:: REQUIREMENT ::
Rewrite the lines of the items below from the one containing "of the golden" through the end of the items, inclusive, changing every "Target" to "Query" and leaving everything else as it is.

:: DATA FOR THE TASK ::
┌────────
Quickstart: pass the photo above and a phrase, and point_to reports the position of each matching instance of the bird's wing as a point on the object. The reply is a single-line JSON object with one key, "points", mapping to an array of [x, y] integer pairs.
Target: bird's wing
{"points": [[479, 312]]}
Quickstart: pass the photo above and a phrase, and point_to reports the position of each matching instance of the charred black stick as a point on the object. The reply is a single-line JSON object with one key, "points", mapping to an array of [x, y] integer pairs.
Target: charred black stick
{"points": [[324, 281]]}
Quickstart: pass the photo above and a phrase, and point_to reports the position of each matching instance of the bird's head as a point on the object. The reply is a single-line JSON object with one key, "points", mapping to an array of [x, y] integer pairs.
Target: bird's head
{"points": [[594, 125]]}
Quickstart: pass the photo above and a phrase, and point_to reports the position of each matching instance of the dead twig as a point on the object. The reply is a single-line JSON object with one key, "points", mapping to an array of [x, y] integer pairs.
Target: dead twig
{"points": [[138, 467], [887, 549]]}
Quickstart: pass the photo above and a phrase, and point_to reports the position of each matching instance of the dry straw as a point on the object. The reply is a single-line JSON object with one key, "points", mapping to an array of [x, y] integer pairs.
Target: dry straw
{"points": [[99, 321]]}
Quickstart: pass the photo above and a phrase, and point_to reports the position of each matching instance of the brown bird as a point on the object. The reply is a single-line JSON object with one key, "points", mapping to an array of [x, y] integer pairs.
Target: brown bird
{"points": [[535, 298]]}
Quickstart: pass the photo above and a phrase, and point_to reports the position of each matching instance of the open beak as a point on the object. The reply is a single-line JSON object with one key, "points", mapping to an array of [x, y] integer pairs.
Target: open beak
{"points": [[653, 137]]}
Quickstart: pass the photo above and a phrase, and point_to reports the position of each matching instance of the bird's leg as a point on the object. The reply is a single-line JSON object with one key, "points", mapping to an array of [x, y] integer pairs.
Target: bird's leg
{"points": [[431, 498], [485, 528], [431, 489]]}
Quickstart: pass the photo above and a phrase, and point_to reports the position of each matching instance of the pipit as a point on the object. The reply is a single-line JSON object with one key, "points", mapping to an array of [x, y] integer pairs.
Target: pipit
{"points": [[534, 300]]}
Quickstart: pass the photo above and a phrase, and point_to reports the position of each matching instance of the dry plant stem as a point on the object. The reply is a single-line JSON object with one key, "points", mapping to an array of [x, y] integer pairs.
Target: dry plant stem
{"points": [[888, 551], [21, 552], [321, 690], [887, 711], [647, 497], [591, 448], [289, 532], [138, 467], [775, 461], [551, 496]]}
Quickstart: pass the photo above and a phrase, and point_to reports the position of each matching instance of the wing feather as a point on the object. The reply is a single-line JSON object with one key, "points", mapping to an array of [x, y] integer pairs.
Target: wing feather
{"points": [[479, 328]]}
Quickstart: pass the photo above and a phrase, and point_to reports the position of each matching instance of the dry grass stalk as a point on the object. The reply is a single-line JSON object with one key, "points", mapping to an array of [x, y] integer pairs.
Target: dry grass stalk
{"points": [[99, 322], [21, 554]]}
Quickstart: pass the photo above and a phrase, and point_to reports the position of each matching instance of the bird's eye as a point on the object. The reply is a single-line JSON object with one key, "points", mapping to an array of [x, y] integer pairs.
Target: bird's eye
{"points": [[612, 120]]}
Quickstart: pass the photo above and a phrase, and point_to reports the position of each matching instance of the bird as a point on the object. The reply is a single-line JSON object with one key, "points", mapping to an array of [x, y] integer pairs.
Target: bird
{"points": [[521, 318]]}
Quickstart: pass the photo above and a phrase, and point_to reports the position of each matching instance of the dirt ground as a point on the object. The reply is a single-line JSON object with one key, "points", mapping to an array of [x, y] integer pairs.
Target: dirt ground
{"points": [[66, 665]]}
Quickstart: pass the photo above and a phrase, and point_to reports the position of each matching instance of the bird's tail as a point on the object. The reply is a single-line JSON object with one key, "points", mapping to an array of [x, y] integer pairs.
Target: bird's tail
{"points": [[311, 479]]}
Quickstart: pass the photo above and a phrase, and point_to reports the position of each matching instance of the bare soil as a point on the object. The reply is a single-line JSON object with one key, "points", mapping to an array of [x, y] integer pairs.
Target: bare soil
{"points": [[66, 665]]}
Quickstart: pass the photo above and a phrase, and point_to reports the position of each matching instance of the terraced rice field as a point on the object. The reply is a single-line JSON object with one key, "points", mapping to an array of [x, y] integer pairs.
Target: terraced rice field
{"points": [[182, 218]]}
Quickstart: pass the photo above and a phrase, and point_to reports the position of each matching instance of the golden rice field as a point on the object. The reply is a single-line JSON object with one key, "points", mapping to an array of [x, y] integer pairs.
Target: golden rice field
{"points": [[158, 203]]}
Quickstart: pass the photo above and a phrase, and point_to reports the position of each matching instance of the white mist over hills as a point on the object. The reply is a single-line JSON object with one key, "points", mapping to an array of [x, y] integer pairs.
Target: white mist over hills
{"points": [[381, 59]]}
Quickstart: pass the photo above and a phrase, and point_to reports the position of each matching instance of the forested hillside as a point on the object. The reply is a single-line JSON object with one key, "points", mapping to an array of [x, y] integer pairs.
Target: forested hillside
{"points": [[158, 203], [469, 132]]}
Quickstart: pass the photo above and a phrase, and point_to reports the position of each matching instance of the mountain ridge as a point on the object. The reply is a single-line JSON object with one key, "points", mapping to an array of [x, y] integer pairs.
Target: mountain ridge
└────────
:: WRITTEN RESPONSE ::
Quickstart: pass the photo above and a phrase, and point_to reports the position of each matching instance of the golden rice field as a point on the object. The reply is a single-line JSON object with one key, "points", mapping to an array of [x, y] integer pairs.
Query: golden rice field
{"points": [[158, 203]]}
Quickstart: pass the photo above and a phrase, and point_to reports the position of each matching instance of the white mist over hills as a point on the object. The reply is a single-line JSON object with one key, "points", mapping to an array of [x, y] integer pairs.
Query: white mist over hills
{"points": [[381, 59]]}
Quickstart: pass the photo above and a phrase, and point_to reports the position of each matching instance of the forested hillside as a point on the object. The reply is a single-line JSON object with one key, "points", mapping to an array of [x, y] integer pairs.
Query: forested hillside
{"points": [[158, 203], [469, 132]]}
Quickstart: pass the photo above and a phrase, and point_to reports the position of each matching instance of the mountain ridge as a point on the object. The reply is a single-line JSON object with one key, "points", mapping to an array of [x, y] integer pairs.
Query: mountain ridge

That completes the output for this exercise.